▶ [Your instructions]:
Make an exact copy of all the data.

▶ [Excerpted records]:

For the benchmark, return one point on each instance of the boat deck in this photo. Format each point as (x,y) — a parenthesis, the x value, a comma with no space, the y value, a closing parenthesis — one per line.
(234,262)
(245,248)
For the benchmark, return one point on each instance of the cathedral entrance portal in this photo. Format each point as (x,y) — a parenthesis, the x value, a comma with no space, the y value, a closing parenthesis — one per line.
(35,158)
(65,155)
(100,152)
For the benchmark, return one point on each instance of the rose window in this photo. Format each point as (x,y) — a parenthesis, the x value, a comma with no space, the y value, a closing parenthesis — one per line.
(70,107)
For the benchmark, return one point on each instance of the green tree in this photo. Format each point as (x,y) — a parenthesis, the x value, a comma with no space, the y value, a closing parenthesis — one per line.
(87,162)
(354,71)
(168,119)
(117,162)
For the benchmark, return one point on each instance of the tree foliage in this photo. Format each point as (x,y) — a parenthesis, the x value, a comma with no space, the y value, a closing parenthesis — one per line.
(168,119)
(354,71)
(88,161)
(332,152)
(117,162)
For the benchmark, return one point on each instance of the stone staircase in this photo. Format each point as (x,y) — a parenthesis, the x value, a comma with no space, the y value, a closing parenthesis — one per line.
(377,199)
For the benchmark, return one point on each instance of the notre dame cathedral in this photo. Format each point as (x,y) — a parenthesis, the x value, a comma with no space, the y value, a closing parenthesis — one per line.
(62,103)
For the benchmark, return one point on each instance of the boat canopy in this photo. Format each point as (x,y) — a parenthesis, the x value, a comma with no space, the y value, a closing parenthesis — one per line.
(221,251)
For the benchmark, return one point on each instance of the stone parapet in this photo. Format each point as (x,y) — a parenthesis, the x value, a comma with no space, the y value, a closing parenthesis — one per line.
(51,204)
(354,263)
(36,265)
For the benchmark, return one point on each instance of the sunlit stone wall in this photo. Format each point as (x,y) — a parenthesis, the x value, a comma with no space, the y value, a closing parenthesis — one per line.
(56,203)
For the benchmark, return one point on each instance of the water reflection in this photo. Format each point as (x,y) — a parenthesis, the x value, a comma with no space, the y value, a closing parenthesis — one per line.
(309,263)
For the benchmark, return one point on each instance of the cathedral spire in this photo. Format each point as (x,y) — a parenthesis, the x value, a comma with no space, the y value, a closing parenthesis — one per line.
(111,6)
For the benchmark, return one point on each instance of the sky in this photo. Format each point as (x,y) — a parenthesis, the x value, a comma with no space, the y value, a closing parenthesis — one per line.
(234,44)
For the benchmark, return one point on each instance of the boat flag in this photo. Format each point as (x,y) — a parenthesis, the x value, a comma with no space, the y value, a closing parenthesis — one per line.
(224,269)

▶ [Answer for this exercise]:
For the benchmark, return one point on each instance of the boat deck in this photo. Format each point as (x,y) — a parenthesis, the x value, a comma with no space, the y value, a closing parenthesis — one per line.
(234,262)
(245,248)
For the benchmark, return one point on each instance of the cathedral entrance portal in this photo. Format each point as (x,y) — a parenthesis, the x value, a comma with no space, the y value, a closing parenthesis — one per line.
(35,158)
(65,155)
(100,152)
For the benchmark, return one point on each instance of the rose window in this photo. Format each point as (x,y) — a parenthesis, the x value, a comma with no space, the y value, a closing parenthesis — one per line.
(70,107)
For the benchmark, return one point on each instance of the green tree in this photo. Format each point as (x,y) — a parenthesis, the x value, a comma with no space, the y value, a closing parenthesis — one per line.
(87,162)
(354,71)
(168,119)
(117,162)
For the benchmark, return one point on each instance of the tree foliage in this photo. Format each point as (x,y) — a parenthesis, the x value, a comma with no space, the y value, a closing parenthesis — one per line.
(168,119)
(354,71)
(88,161)
(332,152)
(117,162)
For the benchmark, return one point on each instance of the stone staircase in this photo. Format each point as (x,y) — a parenthesis, the x value, a comma with no space, the y value, a closing parenthesis — one per line.
(377,199)
For the benchmark, return one point on each instance of the notre dame cathedral in this photo. Format each point as (x,y) — a parenthesis, the x value, a comma with no space, the y value, a closing parenthesis — one per line.
(62,103)
For the benchmark, return one point on each instance of the boat canopy in this photo. Format each point as (x,y) — a parenthesis, the x value, a comma with no space, the y value, a closing parenthesis — one per line.
(221,251)
For the benchmark, return one point on each instance of the stone parapet in this photo. Format each point as (x,y) — a parenthesis, the x value, a comma with no space, the y value, a closing parenthesis — one per line.
(51,204)
(354,263)
(36,265)
For the benchmark, return one point on each instance of the sunlit stone wall in this photo. Format each point as (x,y) — a parenthesis, the x value, a comma with no space, the y value, a closing parenthesis — one per line.
(56,203)
For the benchmark, return one point on each instance of the water reflection in this photo. Format each point as (x,y) — a parenthesis, the x value, a comma with no space, the y value, a closing parenthesis — one per line.
(309,263)
For the benchmark, return one point on each instance of the cathedral spire in this photo. Format each point as (x,y) — a parenthesis, the x value, a comma with no space, the y value, a closing parenthesis — one per line.
(111,6)
For the benchmark, return one point on each instance of the sky in this photo. Format each point as (x,y) — a parenthesis, the x value, a comma with no space, the y value, a closing parenthesis — one per line.
(234,44)
For the benchmark, return one point on each instance of the boat flag in this photo. Format each point as (x,y) — a parenthesis, the x value, a comma with no space, the y value, a closing parenthesis — one per line.
(224,269)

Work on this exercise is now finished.